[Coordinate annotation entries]
>> Begin
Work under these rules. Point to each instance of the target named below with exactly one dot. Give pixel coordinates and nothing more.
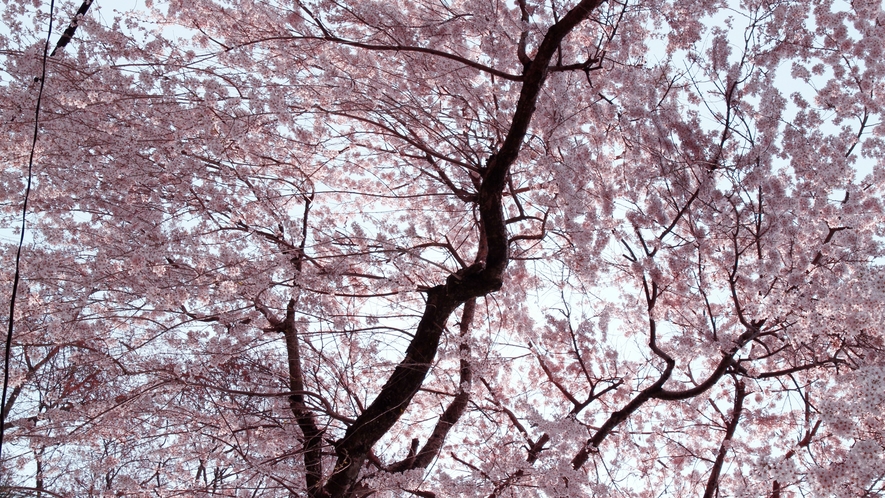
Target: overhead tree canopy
(446, 248)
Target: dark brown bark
(313, 458)
(442, 300)
(713, 482)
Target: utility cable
(21, 241)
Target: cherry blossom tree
(446, 248)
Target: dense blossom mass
(433, 248)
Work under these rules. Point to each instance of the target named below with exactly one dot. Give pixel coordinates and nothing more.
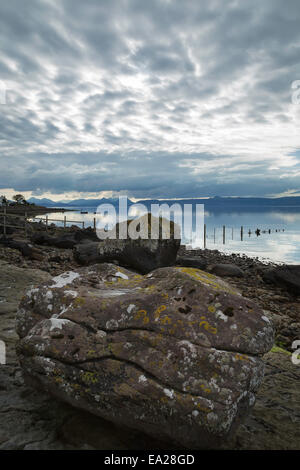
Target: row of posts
(224, 234)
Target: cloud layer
(159, 98)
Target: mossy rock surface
(175, 353)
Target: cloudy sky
(150, 98)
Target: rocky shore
(33, 420)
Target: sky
(149, 98)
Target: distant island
(215, 204)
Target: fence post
(4, 222)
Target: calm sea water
(281, 245)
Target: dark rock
(143, 255)
(287, 276)
(191, 262)
(174, 354)
(25, 248)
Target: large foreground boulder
(141, 254)
(175, 353)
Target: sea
(278, 238)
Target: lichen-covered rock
(175, 353)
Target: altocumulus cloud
(159, 98)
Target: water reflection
(282, 245)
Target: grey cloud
(122, 95)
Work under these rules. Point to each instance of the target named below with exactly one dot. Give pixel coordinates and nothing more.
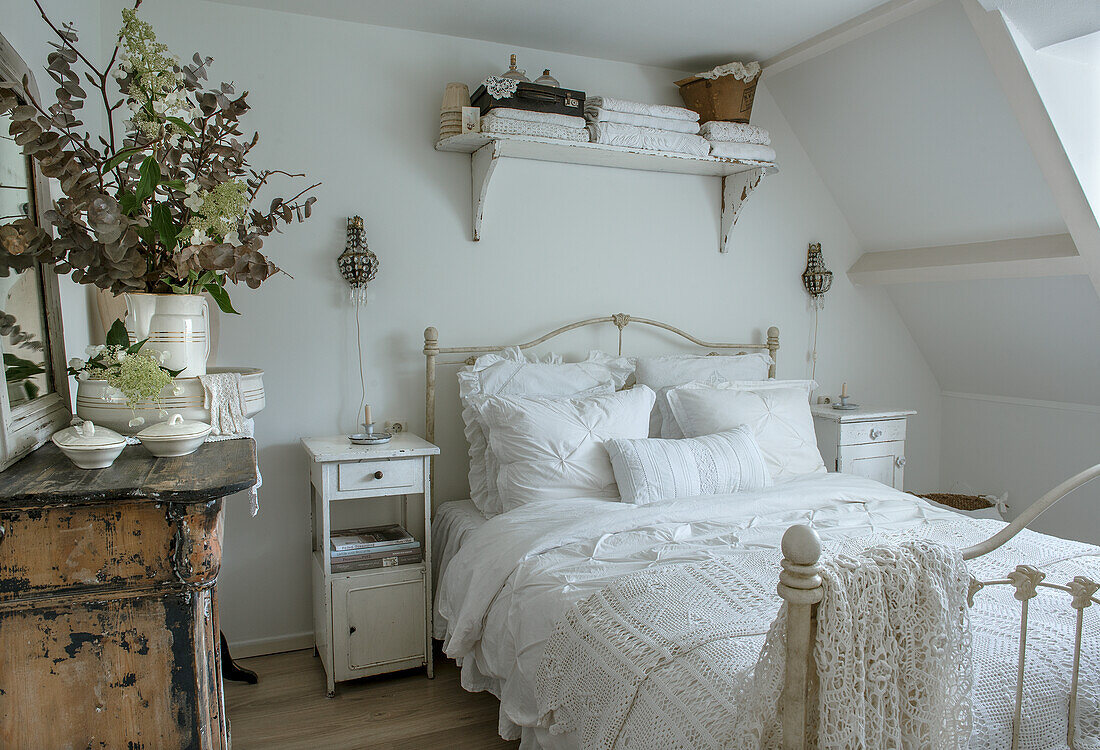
>> End
TASK INSTRUCTIONS
Convert every line of the entries above into a numbered list, skipping blank lines and leaving out the picture lines.

EXERCISE SOLUTION
1. Work under these rules. Point to each instance of the target named below with exactly one dot. Give pixel coordinates and nothing more.
2. Target: overhead tree canopy
3. (446, 248)
4. Target: dark brown bark
5. (313, 458)
6. (442, 300)
7. (713, 482)
8. Target: utility cable
9. (21, 241)
10. Target: cherry blossom tree
11. (446, 248)
12. Target: dense blossom mass
13. (433, 248)
14. Work under these rules. Point to each instance of the target named below with exactly one dot. Give pixel coordinates and nothing more.
15. Target: row of posts
16. (224, 234)
17. Target: cloud layer
18. (159, 98)
19. Target: mossy rock surface
20. (175, 353)
21. Target: cloudy sky
22. (150, 98)
23. Target: rocky shore
24. (33, 420)
25. Target: sky
26. (149, 98)
27. Target: distant island
28. (215, 204)
29. Target: fence post
30. (4, 222)
31. Target: calm sea water
32. (281, 245)
33. Target: dark rock
34. (143, 255)
35. (287, 276)
36. (191, 262)
37. (174, 354)
38. (25, 248)
39. Target: large foreground boulder
40. (141, 254)
41. (175, 353)
42. Target: sea
43. (278, 238)
44. Target: lichen-covered rock
45. (175, 353)
46. Target: altocumulus cloud
47. (159, 98)
48. Target: water reflection
49. (282, 245)
50. Target: grey cloud
51. (122, 95)
52. Work under these rules. Point to each instance of the target named below with exactly one dot. Give pixel coordinates and nothing more.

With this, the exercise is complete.